[[ EXCERPTED PASSAGE open ]]
AYER — On Friday morning, it was a done deal.
Ayer attorney Thomas Gibbons, the owner of the Law Office of Thomas Gibbons at 42 West Main St., has purchased the Grafax building at 21-23 Park St.
On June 1, Grafax will vacate their Park Street home and move its expanded copy-shop services a half a mile down Route 2A to across from Hannaford Supermarket. The building will remain occupied by its existing tenant, Heads Up Hair Salon.
Then, on Oct. 1, following some interior reconfiguration, the Grafax building will become the new home for Gibbons’ law firm.
Gibbons bought the 6,448-square-foot building, located atop a quarter acre in the Downtown Business District, for $345,000. The town assessed the property at $289,800.
While a preliminary foreclosure notice was published for the property last week, Friday’s purchase puts that bank action to rest.
Grafax owner Lauren Rue ran the copy shop with her father, the late David Rue, from 1991 until he retired in 1999. “That is when I took over the business and the building,” Lauren Rue said.
David Rue passed away in March after a struggle with cancer. Lauren Rue said she’s simplifying operations.
“Life is too short to be struggling, combined with the downturn of the economy,” said Rue. “I have decided to make life simpler.”
Grafax will move, but the offerings will remain the same. Copy services of all types will still be provided onsite, “with the same speedy, smiling faces” Rue said.
“Lauren and I had just worked together. She’d been there and her father before her so it’s been close to 20 years,” said Gibbons.
[[ EXCERPTED PASSAGE closed ]]
[[ MATERIAL SUPPLIED open ]]
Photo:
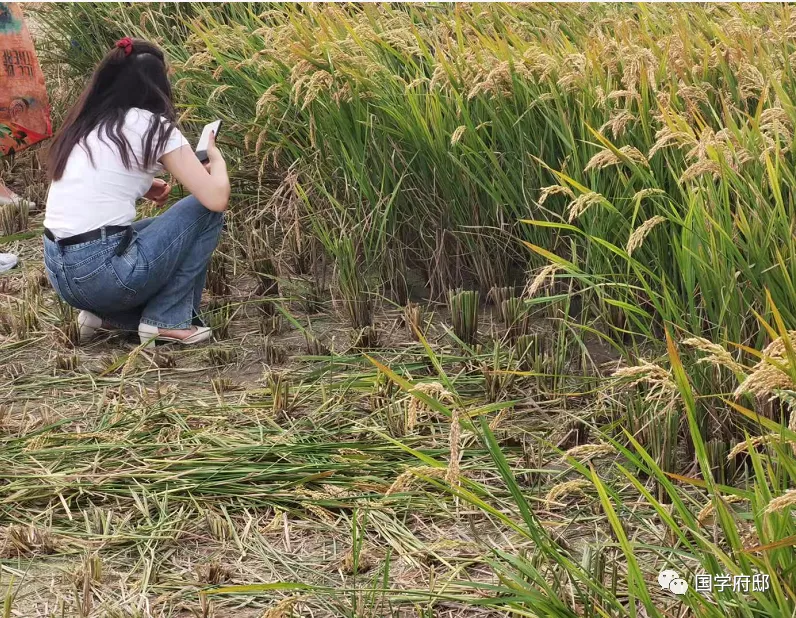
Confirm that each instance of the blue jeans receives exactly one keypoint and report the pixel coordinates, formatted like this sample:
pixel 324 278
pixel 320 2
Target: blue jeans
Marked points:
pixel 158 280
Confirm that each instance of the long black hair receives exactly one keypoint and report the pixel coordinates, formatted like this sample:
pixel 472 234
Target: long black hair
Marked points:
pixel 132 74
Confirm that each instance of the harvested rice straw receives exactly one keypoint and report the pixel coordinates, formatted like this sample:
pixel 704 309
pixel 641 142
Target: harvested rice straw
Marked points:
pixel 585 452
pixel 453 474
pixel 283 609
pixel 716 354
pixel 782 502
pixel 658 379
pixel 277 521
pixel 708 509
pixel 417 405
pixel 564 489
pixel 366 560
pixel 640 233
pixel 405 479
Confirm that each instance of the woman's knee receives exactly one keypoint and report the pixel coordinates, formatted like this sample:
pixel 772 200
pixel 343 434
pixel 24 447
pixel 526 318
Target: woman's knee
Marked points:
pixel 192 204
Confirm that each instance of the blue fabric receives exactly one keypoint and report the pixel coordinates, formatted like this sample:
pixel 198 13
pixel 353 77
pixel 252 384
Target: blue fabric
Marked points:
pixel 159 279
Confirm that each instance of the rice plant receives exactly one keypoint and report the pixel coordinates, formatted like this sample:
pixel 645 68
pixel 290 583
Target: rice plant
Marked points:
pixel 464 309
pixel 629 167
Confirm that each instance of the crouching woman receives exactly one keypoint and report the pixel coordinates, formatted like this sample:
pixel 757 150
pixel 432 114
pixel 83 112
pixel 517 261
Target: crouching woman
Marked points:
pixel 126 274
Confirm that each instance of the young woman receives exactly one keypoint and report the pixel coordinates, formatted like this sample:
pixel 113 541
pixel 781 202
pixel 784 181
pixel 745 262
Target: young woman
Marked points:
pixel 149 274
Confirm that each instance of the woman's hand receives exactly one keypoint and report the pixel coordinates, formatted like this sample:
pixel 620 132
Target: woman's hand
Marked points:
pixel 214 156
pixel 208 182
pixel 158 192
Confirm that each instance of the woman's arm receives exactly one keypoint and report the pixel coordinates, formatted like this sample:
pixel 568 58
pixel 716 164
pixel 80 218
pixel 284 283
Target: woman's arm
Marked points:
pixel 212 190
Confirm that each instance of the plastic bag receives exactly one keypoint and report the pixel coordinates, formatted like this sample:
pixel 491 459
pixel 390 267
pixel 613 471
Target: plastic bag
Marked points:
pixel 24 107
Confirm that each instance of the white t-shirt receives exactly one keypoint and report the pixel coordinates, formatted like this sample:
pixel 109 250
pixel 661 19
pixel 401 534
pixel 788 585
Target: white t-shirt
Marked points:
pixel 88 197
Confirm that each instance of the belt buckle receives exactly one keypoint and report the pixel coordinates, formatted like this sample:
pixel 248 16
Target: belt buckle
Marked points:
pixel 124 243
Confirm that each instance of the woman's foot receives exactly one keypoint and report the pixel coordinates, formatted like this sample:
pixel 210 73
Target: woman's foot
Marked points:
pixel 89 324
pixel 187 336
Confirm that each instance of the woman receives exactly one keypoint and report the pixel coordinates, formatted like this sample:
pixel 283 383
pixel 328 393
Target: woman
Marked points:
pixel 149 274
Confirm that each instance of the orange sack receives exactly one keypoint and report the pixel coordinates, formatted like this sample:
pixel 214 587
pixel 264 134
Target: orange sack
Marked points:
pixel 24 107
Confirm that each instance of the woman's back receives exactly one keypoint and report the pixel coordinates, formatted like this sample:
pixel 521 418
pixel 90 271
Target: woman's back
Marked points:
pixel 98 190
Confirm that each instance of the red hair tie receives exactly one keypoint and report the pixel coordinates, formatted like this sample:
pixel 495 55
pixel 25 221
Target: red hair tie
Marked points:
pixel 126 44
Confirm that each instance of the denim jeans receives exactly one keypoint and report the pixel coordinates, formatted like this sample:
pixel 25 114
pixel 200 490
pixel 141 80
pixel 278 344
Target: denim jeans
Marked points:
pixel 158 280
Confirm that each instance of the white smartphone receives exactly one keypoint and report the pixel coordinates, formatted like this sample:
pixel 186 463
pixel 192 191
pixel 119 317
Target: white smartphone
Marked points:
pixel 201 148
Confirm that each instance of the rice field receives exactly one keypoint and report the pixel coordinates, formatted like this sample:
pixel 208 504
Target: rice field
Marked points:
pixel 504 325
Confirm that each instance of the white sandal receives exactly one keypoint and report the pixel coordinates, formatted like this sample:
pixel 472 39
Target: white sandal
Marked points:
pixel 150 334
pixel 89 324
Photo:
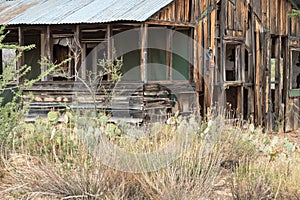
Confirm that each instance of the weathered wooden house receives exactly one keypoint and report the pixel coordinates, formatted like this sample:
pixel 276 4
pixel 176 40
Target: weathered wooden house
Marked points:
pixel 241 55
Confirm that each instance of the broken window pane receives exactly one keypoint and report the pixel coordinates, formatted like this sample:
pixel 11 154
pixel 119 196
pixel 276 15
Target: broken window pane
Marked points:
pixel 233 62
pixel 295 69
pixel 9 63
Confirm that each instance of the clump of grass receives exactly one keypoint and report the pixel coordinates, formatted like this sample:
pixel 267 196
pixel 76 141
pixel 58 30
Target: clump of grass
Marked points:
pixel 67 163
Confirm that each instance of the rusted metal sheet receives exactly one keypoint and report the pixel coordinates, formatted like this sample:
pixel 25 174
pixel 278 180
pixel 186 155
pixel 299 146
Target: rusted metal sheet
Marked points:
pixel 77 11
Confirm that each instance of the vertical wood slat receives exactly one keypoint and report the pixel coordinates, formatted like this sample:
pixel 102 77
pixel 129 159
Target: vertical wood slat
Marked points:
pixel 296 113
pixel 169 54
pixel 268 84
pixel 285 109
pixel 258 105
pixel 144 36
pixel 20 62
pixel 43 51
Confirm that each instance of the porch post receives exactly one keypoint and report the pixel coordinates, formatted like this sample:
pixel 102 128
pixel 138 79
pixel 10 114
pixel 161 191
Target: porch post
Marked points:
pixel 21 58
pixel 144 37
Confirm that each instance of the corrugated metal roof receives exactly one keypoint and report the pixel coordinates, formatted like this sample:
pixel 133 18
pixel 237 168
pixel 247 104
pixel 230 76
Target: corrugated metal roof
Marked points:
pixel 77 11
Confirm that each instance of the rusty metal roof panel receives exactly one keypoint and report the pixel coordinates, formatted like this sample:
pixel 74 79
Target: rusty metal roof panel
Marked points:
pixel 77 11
[[ MATERIAL SUPPLIED closed ]]
[[ MATERIAL SUPPLIED open ]]
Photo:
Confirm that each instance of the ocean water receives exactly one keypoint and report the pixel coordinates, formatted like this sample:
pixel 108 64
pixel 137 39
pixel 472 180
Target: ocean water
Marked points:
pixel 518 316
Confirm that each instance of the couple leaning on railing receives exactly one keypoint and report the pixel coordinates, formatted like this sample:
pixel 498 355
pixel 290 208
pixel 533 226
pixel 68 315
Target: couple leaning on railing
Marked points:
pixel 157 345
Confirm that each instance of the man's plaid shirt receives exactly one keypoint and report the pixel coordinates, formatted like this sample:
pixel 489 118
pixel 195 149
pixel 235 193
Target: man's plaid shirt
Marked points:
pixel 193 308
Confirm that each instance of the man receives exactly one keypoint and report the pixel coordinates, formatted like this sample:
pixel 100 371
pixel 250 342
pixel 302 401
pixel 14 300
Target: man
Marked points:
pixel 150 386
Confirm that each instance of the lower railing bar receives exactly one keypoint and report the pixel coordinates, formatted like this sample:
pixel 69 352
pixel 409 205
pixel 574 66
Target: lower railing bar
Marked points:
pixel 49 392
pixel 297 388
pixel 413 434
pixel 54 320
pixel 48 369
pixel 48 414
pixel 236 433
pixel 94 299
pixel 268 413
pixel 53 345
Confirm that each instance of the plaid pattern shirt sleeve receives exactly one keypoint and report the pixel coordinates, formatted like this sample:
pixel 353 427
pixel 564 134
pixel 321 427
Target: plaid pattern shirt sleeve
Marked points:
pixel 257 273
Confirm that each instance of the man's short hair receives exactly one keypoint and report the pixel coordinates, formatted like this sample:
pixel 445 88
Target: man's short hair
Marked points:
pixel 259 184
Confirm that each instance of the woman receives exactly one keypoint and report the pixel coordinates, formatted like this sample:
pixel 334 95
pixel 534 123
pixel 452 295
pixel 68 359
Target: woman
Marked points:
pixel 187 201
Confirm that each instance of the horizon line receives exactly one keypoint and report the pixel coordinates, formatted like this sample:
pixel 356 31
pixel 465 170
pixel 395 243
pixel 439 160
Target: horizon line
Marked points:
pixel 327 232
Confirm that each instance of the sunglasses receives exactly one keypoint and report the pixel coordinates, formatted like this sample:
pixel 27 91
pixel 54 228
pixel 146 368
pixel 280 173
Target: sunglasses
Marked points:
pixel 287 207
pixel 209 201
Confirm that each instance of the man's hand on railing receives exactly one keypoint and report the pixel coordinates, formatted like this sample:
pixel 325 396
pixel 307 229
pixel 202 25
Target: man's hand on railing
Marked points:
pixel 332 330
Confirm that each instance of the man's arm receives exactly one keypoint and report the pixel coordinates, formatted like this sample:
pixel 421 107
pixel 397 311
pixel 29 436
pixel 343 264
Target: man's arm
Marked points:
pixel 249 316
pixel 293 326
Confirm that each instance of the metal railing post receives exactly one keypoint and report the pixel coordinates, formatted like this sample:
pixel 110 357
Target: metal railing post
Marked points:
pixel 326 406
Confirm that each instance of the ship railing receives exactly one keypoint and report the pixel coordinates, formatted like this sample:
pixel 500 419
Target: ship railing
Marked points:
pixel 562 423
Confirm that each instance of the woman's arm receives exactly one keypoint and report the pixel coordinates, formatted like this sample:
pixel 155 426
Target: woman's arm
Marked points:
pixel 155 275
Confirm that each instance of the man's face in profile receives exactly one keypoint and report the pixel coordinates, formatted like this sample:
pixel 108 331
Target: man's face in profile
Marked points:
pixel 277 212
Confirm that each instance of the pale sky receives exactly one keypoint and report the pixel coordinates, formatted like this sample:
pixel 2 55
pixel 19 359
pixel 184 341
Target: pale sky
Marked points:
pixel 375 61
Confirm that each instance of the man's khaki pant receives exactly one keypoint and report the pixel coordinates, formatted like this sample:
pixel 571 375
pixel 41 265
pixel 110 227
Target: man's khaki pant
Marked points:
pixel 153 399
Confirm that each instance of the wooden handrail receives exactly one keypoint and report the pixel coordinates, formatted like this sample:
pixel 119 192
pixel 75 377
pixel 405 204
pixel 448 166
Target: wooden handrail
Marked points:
[[ MATERIAL SUPPLIED closed ]]
[[ MATERIAL SUPPLIED open ]]
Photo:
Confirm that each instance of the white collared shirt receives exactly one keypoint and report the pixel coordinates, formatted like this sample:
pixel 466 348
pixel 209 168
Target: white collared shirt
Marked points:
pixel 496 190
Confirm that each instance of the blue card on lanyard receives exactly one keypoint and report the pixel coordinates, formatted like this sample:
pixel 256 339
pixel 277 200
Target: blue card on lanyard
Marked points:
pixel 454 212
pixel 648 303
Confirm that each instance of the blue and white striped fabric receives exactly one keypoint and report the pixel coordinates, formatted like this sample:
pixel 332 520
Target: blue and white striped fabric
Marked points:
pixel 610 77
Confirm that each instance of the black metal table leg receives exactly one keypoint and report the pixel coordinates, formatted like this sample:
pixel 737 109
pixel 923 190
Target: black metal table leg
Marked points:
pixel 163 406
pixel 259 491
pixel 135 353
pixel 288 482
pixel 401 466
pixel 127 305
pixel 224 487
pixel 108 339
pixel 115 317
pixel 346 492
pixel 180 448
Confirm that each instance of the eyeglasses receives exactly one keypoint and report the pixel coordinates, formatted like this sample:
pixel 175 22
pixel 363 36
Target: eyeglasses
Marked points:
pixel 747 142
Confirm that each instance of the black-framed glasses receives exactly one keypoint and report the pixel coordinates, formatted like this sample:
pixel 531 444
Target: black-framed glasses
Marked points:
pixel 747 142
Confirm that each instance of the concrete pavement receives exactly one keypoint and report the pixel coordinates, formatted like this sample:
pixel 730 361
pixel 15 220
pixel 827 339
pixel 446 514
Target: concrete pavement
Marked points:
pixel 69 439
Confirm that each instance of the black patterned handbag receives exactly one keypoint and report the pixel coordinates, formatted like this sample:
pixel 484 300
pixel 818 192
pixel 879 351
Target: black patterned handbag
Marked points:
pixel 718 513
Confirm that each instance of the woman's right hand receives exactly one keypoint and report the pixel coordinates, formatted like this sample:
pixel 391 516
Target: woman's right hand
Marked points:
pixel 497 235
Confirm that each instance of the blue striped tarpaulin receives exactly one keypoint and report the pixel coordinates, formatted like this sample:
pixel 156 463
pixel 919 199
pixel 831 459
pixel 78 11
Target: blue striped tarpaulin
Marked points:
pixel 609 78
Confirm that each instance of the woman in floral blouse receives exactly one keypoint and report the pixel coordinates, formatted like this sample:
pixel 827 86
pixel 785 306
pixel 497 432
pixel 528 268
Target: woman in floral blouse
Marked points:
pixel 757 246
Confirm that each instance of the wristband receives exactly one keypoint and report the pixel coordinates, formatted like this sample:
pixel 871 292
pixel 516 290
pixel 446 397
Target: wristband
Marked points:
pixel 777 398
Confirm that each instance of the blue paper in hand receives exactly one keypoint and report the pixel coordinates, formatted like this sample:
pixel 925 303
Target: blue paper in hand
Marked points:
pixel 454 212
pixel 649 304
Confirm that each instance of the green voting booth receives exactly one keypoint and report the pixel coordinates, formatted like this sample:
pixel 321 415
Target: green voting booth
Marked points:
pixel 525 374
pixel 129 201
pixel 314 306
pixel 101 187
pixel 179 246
[[ MATERIAL SUPPLIED closed ]]
TASKS AND EXERCISES.
1. Answer the following from the article on the Grafax building sale:
(a) What price did Gibbons pay for the building?
(b) On what date will Grafax vacate its Park Street home?
(c) Who ran the copy shop with Lauren Rue from 1991 until 1999?
2. In one to three sentences, explain the reason Lauren Rue gives in the article on the Grafax building sale for simplifying her operations.
3. Resume the article on the Grafax building sale, picking up after Gibbons's remark about nearly 20 years.

RESPONSES TO THE EXERCISE.
1.
(a) $345,000
(b) June 1
(c) Her father, the late David Rue

2. Rue said that life is too short to be struggling, combined with the downturn of the economy. She therefore decided to make life simpler.

3.
Gibbons had previously worked as an associate at the West Main Street law practice owned by Robert W. Gardner Jr. He purchased it in 2001when Gardner was appointed as a Worcester County District Court judge.
Gibbons’ wife, Karen Gibbons, is the law firm’s bookkeeper. The couple and their three children live in town.
Gibbons said “I have 25 years of practice left. I knew I needed to find a place. I wanted to find a building I could spend the next 25 years in. There’s no better place than the downtown business district.”
The three-story Grafax building dates back to 1900 but “you wouldn’t know by looking at it because of the 1980s additions,” said Gibbons.
Gibbons’ building abuts MART’s planned expanded Nashua River Rail Trail parking lot. On oct. 19, the selectmen approved a plan that requires the purchase of 5 contiguous parcels of Park Street land between the Grafax building headed outbound on Park Street after Sovereign Bank.
“We will be right on the Rail Trail. My staff is excited to walk on the trail in good weather. I could walk to work from home. This makes it all a little more convenient,” said Gibbons.